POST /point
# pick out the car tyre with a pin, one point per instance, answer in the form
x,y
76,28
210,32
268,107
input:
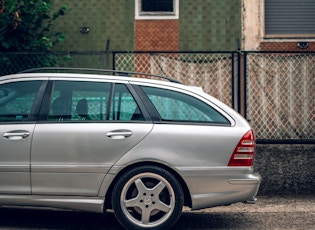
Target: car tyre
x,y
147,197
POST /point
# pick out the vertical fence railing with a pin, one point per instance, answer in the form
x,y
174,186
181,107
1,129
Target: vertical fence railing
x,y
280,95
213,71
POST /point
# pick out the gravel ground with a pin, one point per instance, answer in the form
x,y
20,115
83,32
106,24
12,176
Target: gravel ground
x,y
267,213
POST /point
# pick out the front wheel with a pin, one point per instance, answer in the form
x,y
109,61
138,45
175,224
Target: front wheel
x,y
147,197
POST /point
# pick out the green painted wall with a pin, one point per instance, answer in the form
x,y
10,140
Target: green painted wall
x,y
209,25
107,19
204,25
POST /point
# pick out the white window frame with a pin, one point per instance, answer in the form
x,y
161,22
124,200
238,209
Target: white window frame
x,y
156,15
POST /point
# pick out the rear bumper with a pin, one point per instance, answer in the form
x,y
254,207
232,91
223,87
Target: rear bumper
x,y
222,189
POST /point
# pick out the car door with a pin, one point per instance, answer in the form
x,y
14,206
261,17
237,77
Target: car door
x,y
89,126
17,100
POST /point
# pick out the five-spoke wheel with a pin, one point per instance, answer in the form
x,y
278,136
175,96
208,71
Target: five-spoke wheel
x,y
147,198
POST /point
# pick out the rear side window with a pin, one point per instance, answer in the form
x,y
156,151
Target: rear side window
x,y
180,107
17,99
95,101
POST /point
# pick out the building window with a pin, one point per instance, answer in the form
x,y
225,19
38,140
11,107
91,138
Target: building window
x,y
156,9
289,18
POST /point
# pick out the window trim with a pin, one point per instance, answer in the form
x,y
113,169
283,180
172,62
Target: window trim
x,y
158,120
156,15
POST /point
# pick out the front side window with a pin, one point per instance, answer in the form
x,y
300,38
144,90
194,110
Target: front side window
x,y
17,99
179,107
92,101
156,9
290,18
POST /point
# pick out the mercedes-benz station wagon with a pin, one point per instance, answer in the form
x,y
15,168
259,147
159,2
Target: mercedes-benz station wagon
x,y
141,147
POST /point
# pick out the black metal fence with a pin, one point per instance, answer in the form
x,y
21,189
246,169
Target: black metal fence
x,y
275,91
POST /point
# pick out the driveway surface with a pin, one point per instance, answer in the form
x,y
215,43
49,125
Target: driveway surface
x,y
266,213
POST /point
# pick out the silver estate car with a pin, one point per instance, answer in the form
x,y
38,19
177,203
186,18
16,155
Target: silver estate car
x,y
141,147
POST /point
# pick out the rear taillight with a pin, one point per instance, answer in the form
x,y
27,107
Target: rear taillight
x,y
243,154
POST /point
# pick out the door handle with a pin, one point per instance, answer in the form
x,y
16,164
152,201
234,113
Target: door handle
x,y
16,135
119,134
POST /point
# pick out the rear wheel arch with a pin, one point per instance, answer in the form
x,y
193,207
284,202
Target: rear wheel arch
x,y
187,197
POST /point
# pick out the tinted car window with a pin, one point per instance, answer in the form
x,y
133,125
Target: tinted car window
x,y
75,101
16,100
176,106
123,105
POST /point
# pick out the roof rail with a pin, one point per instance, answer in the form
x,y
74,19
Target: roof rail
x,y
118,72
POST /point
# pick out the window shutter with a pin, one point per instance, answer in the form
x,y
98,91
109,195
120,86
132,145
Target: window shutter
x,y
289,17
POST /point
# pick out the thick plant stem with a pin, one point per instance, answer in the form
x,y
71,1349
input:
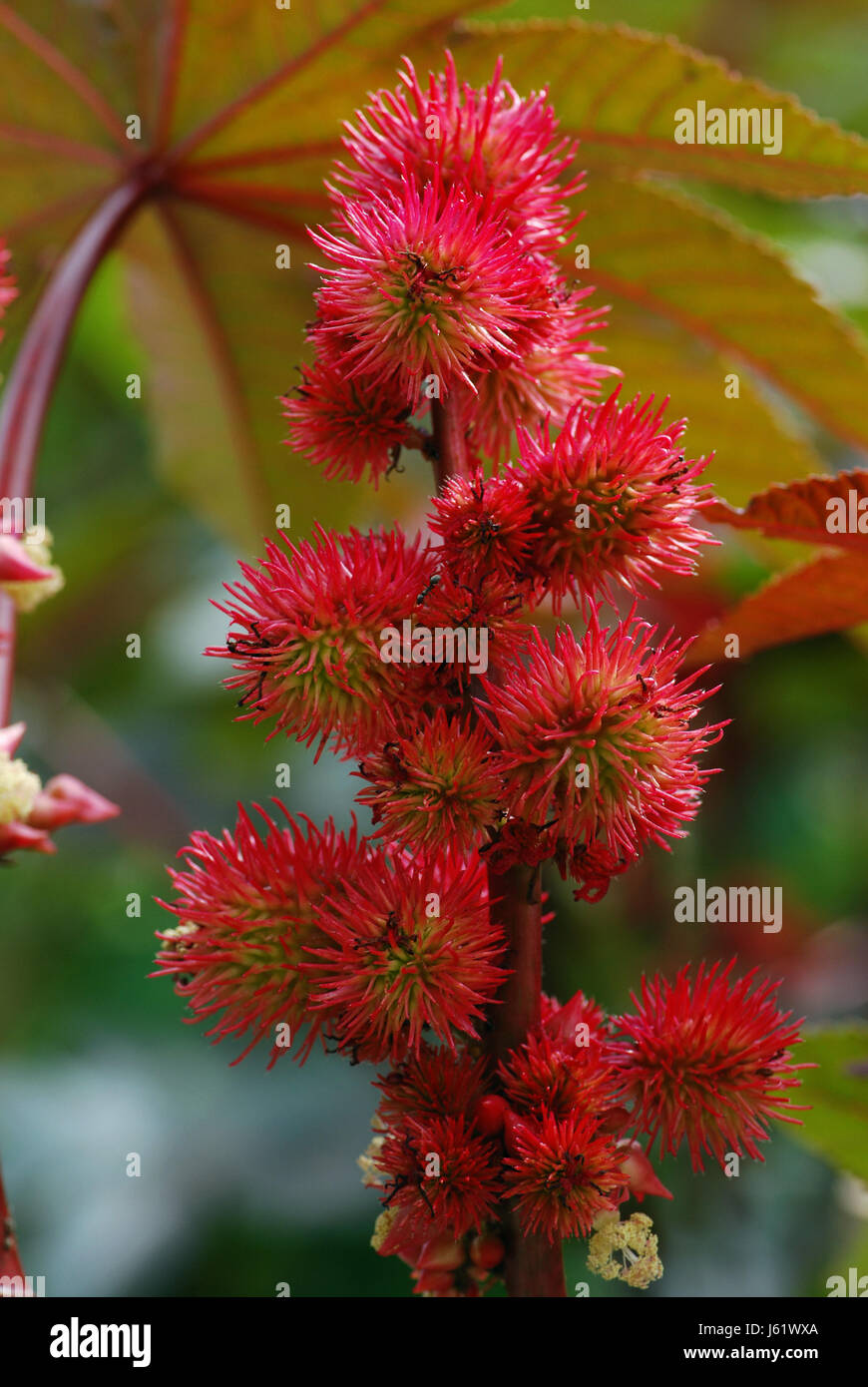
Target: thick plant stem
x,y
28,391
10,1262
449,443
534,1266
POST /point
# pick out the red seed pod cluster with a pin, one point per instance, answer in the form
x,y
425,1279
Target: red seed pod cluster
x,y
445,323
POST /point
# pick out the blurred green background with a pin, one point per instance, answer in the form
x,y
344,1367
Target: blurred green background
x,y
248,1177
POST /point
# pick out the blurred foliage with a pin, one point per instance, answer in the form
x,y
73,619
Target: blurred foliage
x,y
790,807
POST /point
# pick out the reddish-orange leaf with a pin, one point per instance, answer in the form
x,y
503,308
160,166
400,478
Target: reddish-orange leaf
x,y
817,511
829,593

-=-=-=-=-

» **Goal of the exercise**:
Reproduce the listing in full and exactly, excluding any pictures it holds.

» **Response box**:
POST /point
# pick out the car tyre with a pin, one point per instance, answer in the form
x,y
76,28
210,32
268,107
input:
Target: car tyre
x,y
147,197
POST /point
# pick out the vertical fence railing with a pin, one point per instance, answer in the form
x,y
174,186
181,107
1,129
Target: vertical fence railing
x,y
280,95
213,71
POST /point
# pick out the gravel ground with a pin, one point per instance, answer in the form
x,y
20,115
83,32
106,24
12,176
Target: gravel ground
x,y
267,213
POST /point
# pick out the front wheel with a pin, one point per instance, answer in the form
x,y
109,61
138,45
175,224
Target: front wheel
x,y
147,197
POST /point
# pick out the green painted wall with a pin, one point per instance, answer in the form
x,y
10,140
Target: green painted wall
x,y
209,25
107,19
204,25
POST /point
# pick out the white window frame with a pin, one point per instance, answer in the form
x,y
161,22
124,200
238,209
Target: white window frame
x,y
156,15
POST /point
# pick out the rear bumper with a pin, one point per instance, answer in the form
x,y
254,207
232,91
223,87
Target: rear bumper
x,y
222,189
POST /point
# pick out the car door with a pin, one point per instance, answer in the form
x,y
14,206
261,17
237,77
Target: car door
x,y
89,126
17,100
POST /point
# pick out the five-spoke wheel with a pin, one point per instance, answer in the form
x,y
278,136
175,96
208,71
Target: five-spoke wheel
x,y
147,198
POST /point
# pick out the rear side window with a pin, one point per instance, answer in the form
x,y
156,151
Target: rear side window
x,y
180,107
17,99
95,101
POST /point
# pick out the building window with a pin, one point per instance, answer in the form
x,y
225,19
38,140
11,107
91,138
Target: building window
x,y
156,9
289,18
POST /point
# pick out the window trim with a pin, one point per instance, answer in the form
x,y
113,169
283,180
172,62
Target: window trim
x,y
158,120
156,15
POST /point
# pick out the front side window with a pin, one point per instance, answer in the form
x,y
300,38
144,90
194,110
Target: front side window
x,y
17,99
179,107
92,101
156,9
290,18
POST /point
# pick out the mercedes-benz station wagon with a pin, one point per instance, answer in the form
x,y
15,168
259,147
159,2
Target: mercedes-benz station wagon
x,y
141,147
POST /point
# pick out the black metal fence with a pin, one point per instance, answer in the form
x,y
21,189
246,169
Target: black metal fence
x,y
275,91
POST /point
# pick out the driveway surface with a pin, one point per instance, answer in the form
x,y
215,43
49,125
Target: driveway surface
x,y
266,213
POST /point
# pick out the silver estate car with a pin, one point per instance, answer in the form
x,y
38,19
177,203
186,18
16,155
Target: silver estate car
x,y
141,147
POST /point
# pick out the rear taillight with a pin, one point per instance, answer in the form
x,y
27,107
Target: rear taillight
x,y
243,154
POST /point
# pick out the door handle with a pin, one point per instance, answer in the form
x,y
16,164
152,201
234,113
Target: door handle
x,y
16,135
119,134
POST /point
# pick out the rear wheel arch with a pin, one point per instance, answer in the form
x,y
193,207
284,202
Target: rear wheel arch
x,y
187,197
POST /point
# pick out the tinted car window with a pin, one point per instance, answer in the form
x,y
133,125
Target: tinted car window
x,y
75,101
16,100
176,106
123,105
POST /point
# pick out the roof rail with a pin, one point per instance, answer in the form
x,y
74,19
Target: roof rail
x,y
118,72
POST /point
# pick out the window shutter with a pin, one point per instance, answer in the form
x,y
98,91
109,195
120,86
132,145
Target: window shutter
x,y
289,17
POST /point
# pick out the thick plant stem with a pin, one point per instance, answer in the form
x,y
71,1349
input:
Target: thick plant stem
x,y
28,391
10,1262
449,443
534,1266
POST /point
# pick out the red seed pod cluster with a pin, one point per instance, answer in the form
x,y
425,1279
Target: red seed pod cluster
x,y
445,323
POST /point
# pick out the blurred green background with a pin, one point per instance, answer in the form
x,y
344,1367
Target: blurred green background
x,y
248,1177
POST /point
# pick out the blurred foliage with a pin, one point per instance, answer in the form
x,y
73,619
Target: blurred foliage
x,y
790,807
POST /point
# pick out the reddish-orange leaf with a pin, one point per instance, answer in the form
x,y
503,308
160,166
400,478
Target: reddish-orange leaf
x,y
817,511
829,593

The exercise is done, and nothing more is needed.